**WHAT IS EXPECTED**
Below are some entries. Output each one exactly as it appears.

**GIVEN DATA**

####################

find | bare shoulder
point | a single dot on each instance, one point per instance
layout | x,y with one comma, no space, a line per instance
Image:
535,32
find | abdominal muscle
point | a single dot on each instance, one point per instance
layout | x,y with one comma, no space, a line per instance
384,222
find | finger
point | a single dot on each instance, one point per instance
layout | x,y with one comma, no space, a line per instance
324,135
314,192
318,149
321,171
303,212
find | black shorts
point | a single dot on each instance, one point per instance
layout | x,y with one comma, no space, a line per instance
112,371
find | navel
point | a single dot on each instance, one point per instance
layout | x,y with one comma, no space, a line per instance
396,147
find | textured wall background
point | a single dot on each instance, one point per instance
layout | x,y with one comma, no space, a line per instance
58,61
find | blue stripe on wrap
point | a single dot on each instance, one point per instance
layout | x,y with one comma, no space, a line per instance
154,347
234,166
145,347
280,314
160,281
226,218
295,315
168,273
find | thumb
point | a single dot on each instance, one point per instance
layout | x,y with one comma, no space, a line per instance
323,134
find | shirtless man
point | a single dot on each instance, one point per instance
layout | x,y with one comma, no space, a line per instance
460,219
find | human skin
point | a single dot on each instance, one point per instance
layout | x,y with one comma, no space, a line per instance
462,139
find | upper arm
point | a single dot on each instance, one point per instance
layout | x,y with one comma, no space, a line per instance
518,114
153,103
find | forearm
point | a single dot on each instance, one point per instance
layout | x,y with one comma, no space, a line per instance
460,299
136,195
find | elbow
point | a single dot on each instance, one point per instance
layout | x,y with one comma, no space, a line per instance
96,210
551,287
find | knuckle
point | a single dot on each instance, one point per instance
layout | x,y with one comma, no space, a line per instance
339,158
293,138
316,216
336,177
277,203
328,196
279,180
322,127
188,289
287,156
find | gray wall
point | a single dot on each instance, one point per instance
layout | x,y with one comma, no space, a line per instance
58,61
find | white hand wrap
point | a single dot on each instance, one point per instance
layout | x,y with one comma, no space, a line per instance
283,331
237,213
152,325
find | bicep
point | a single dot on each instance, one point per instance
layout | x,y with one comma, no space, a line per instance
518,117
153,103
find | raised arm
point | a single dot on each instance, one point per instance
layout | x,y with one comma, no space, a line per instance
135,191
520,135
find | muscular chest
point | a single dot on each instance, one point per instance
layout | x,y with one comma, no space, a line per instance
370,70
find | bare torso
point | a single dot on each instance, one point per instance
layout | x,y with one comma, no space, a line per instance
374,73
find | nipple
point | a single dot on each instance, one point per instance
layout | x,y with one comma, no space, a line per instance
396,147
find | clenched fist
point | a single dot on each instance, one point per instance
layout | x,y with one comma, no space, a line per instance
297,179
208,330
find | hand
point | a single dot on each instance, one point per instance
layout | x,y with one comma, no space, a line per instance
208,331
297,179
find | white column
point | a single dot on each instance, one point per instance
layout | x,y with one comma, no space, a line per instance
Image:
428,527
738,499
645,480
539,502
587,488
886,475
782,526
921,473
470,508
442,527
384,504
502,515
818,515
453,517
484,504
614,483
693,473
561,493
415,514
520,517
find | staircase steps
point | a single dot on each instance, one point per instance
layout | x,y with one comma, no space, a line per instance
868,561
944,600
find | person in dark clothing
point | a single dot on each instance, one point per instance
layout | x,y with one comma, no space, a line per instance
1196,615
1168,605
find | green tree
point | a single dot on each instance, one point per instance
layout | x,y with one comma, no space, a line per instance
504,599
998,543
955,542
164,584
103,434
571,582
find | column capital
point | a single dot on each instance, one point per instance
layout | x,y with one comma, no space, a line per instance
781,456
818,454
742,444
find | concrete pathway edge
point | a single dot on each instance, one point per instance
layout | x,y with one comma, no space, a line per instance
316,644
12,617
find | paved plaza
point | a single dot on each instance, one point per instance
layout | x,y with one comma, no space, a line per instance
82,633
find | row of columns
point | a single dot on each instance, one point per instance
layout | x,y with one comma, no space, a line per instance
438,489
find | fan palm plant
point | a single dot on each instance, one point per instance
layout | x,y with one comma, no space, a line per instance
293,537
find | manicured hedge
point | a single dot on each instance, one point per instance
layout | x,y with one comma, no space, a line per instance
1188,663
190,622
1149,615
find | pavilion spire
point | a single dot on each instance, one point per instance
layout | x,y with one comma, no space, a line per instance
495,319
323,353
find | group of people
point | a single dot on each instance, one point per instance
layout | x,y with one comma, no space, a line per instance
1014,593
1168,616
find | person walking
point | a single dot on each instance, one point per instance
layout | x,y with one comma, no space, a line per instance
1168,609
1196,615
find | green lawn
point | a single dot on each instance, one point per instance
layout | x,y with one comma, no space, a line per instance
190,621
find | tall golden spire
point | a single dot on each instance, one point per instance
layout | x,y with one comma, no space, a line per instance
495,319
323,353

####################

**EXPECTED OUTPUT**
find | bare shoulder
point | a single dot on each instance, one point per instance
layout | x,y with one comma, no space, a line per instance
Image:
535,32
find | abdominal muscle
point | a single dot on each instance, one point per instance
layout | x,y with one comma, no space, a line per instance
384,222
find | finger
point | a single dot on each instance, one point per instance
layout | x,y with one comma, no space, a line per instance
324,135
314,192
318,149
321,171
303,212
find | black shorts
point | a single dot on each instance, one point per instance
layout | x,y with one comma, no space, a line per instance
112,371
find | navel
point | a single dot on each instance, one point per instance
layout | x,y with one comma, no space, a line per instance
396,147
find | textured wall background
point | a single dot on each instance, one point per instance
layout | x,y with one comma, no space, a line per instance
58,61
find | blue stripe on wrap
point | a single dot on each instance, one point per instance
layout | x,y with one comma, no space, a line per instance
154,347
234,166
145,347
280,314
160,281
226,218
295,315
168,273
find | thumb
point | a single dot on each instance, one point per instance
layout | x,y with one comma, no space, a line per instance
323,134
find | shirtless man
point | a single dot on each instance, one point per instance
layout | x,y with one comma, no space, a line per instance
460,219
find | human skin
point | a single dot on each instance, one point per instance
layout | x,y with one comma, no space, a line per instance
462,139
find | upper arm
point | a single dot on each instance, one point per instance
layout | x,y with one comma, no space, a line per instance
518,114
153,103
find | forearm
point | a single dot on each instance, one point per instance
layout | x,y with one comma, no space, a line per instance
460,299
136,195
find | elbow
point | a single dot on each instance, one point per instance
layout | x,y with one comma, no space, a line per instance
96,210
551,287
find | knuckle
point | a single dot on each instance, one point per instance
layout | x,y with one comma, no space, a line per instance
339,158
293,138
316,216
336,177
277,203
328,196
279,180
322,127
188,289
287,156
find | gray wall
point | a single dot on each instance, one point per instance
layout | x,y with one comma, no space, a line per instance
58,61
find | white hand wrap
point | a single dot on each instance, one point per instance
layout | x,y with one comma, no space, a line per instance
283,331
237,213
152,325
find | bicep
point | a single dot on each instance, one point per instance
layout | x,y with one comma, no space, a line per instance
518,117
153,103
find | raised arm
point | a single dot on each instance, one point per instance
layout | x,y with one comma, no space, a line per instance
135,191
520,135
find | muscular chest
point | a single dot on each instance, one point per instance
layout | x,y with one comma, no space, a line per instance
370,70
find | bare torso
point | a single dot on each instance, one point per instance
layout | x,y with one comma, no space, a line per instance
374,73
find | nipple
point | a single dot on each instance, one point per instance
layout | x,y with one comma, no space, a line per instance
396,147
find | clenched fist
point | a single dot on each instance, one point per instance
layout | x,y with one comma, no space, a line per instance
297,179
208,330
find | hand
point | a single dot on each instance, one point per instance
layout | x,y with one comma, no space, a line per instance
208,331
297,179
find | white column
point | a single dot on each instance, one point per instance
layout | x,y with one comma, no space, a line per instance
Image:
428,527
738,499
645,480
539,502
587,488
886,475
782,526
921,473
470,508
442,527
384,504
502,515
818,515
453,517
484,504
614,483
693,473
561,493
415,514
520,517
find | staircase steps
point | a single dot on each instance, one point per instance
layout | x,y with one comma, no space, a line per instance
868,561
944,600
find | person in dark clothing
point | a single dot on each instance, one point per instance
layout | x,y with one comma, no space, a line per instance
1196,615
1168,605
find | green tree
point | a single dot on each instance, one point per instance
layout | x,y with one comma, no space, a line per instance
504,599
998,543
955,542
164,584
103,434
571,582
find | column capital
point | a single dot on each instance, one point per instance
layout | x,y with one comma, no space, a line per instance
781,456
818,454
742,444
find | concrete pathway edge
point | a single dot on each instance, one point per instance
layout | x,y with one comma, no space, a line per instance
316,644
12,617
find | paved plaza
point | a single dot on each instance, one point per instance
layout | x,y with one comma, no space, a line per instance
82,633
find | row of columns
point | a single dot on each instance, one point per instance
layout | x,y with one comma, no space, a line per instance
438,489
find | fan palm plant
point | a single dot on each instance, one point per instance
layout | x,y with one comma, no space, a line per instance
293,537
find | manicured hedge
point | a single dot on each instance, one point per instance
layout | x,y with one comma, no space, a line per instance
1188,663
190,622
1149,615
find | pavilion spire
point | a single dot on each instance, one point per instance
layout | x,y with one comma, no space, a line per instance
495,319
323,353
find | group of people
point | a single dot on each instance, one point per instance
layout | x,y with one comma, no space, a line per instance
1014,593
1168,616
find | person walking
point | a single dot on each instance, one point per instance
layout | x,y with one comma, no space, a line per instance
1168,609
1196,615
find | green lawn
point | a single dot on each instance, one point per instance
layout | x,y with one comma, no space, a line per instance
190,621
find | tall golden spire
point | a single dot on each instance, one point per instance
layout | x,y with one comma, no space, a line per instance
495,319
323,353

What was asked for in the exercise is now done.